Aufgaben zur Übung =>
a. Ersetze im Text über das Papsttum und die Kirchentrennung "Konstantinopel" durch "Byzanz". Gib dabei die Passage von "Ostkirchliche Historiker sehen" bis einschließlich "der griechischen Kirche." wieder.
b. Führe den Text über das Papsttum und die Kirchentrennung im Anschluss an seinen letzten Satz fort.

Text =>
+++

Ostkirchliche Historiker sehen die traumatische Unheilbarkeit der Trennung allerdings erst mit dem vierten Kreuzzug vollzogen, dessen Heer, statt weiter ins Heilige Land zu ziehen, 1204 in einem barbarischen Massaker Konstantinopel eroberte, plünderte und das bis 1267 andauernde "lateinische Kaiserreich" errichtete, verbunden mit dem Versuch einer "Latinisierung" der griechischen Kirche.
Das zweite Feld, wo das Papsttum zum Hindernis neuer Einheit der Kirche wird, ist natürlich die Reformation und die aus ihr hervorgegangenen, in sich wieder vielfältigen evangelischen ("protestantischen") Kirchen. Dazu ist wichtig zu wissen: Martin Luther hat das Papsttum nicht vor allem wegen seines damaligen skandalösen Lebensstils kritisiert und abgelehnt - obwohl dazu aller Anlaß gegeben war -, sondern deshalb, weil der Papst sich und seine Autorität über die Heilige Schrift stellte. In der Antwort, die der päpstliche Hoftheologe Silvester Prierias - lustlos, wie er bezeugt, aber von Papst Leo X. gezwungen - 1518 auf die Ablaßthesen Luthers verfaßte und die die Grundlage des römischen Prozesses gegen Luther sein sollte, mußte Luther gleich zu Beginn als drittes "Fundamentum" (Grundsatz) lesen: "Häretiker ist, wer abweicht von der Autorität des römischen Bischofs als unfehlbare Regel des Glaubens, von der auch die Heilige Schrift ihre Kraft und Autorität (robur et auctoritatem) bezieht." Dieser Satz wurde der Anlaß, daß Luther sich erstmals, zunächst sehr vorsichtig, fragte, ob der Papst nicht der "Antichrist" sei.

+++

Inhalt der Auflistung =>
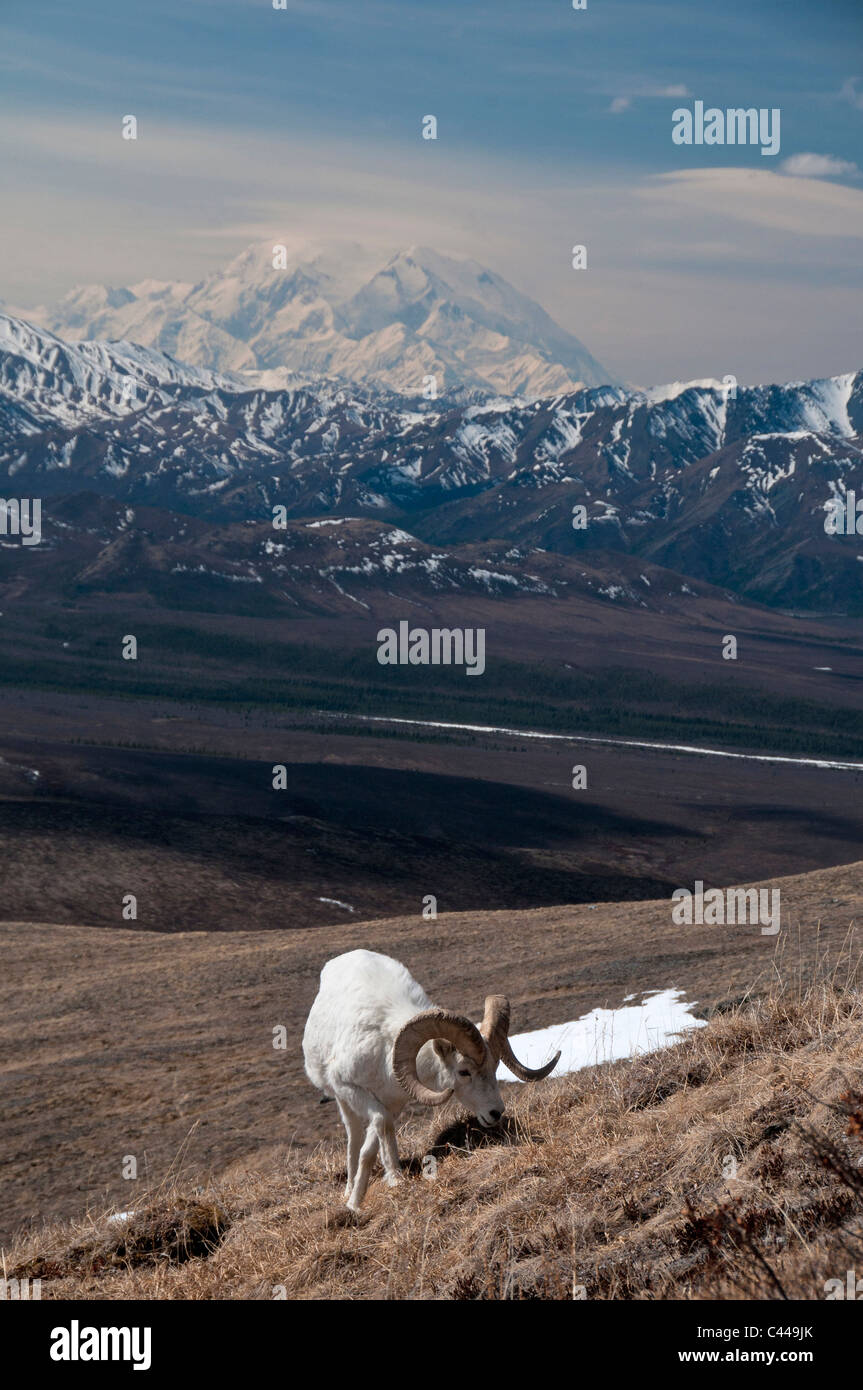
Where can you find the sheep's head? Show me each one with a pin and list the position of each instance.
(469, 1054)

+++

Ergebnisse je Aufgabe =>
a.
Ostkirchliche Historiker sehen die traumatische Unheilbarkeit der Trennung allerdings erst mit dem vierten Kreuzzug vollzogen, dessen Heer, statt weiter ins Heilige Land zu ziehen, 1204 in einem barbarischen Massaker Byzanz eroberte, plünderte und das bis 1267 andauernde "lateinische Kaiserreich" errichtete, verbunden mit dem Versuch einer "Latinisierung" der griechischen Kirche.

b.
Nun ist der Satz des Prierias schon damals eine maßlose Übertreibung. Denn auch bei den "Papalisten" - den Vertretern der Oberhoheit des Papstes über die Konzilien - hat man stets damit gerechnet, daß auch ein Papst zum Häretiker werden und die Kirche in den Irrtum führen könnte, dann nämlich, wenn er offenkundig der Heiligen Schrift widerspricht. Und schon gar nicht ist der Satz des Prierias durch das Erste Vatikanische Konzil (1869/70) im Dogma von Primat und unfehlbarem Lehramt des Papstes bestätigt worden - wozu man nur, auch ohne Vorkenntnisse, ganz genau den Text des Dogmas lesen muß. Aber es ist kein Wunder, wenn die evangelische Christenheit noch nicht davon überzeugt ist, daß das Papsttum sich hinreichend deutlich von Prierias distanziert hat. Das Verhältnis von Heiliger Schrift und Lehramt ist jedenfalls auch heute trotz aller Fortschritte des ökumenischen Gesprächs ein noch nicht völlig ausgestandenes Problem. So muß man immer noch sagen: Das Papsttum, wie es sich heute darstellt, hat keine ökumenische Chance im 21. Jahrhundert. Freilich, daß der Papst sich "über die Schrift stellt", davon kann keine Rede sein: "Das Lehramt steht nicht über dem Wort Gottes, sondern dient ihm", heißt es in Art. 10 der Konstitution über die Göttliche Offenbarung "Dei Verbum" des Zweiten Vatikanischen Konzils.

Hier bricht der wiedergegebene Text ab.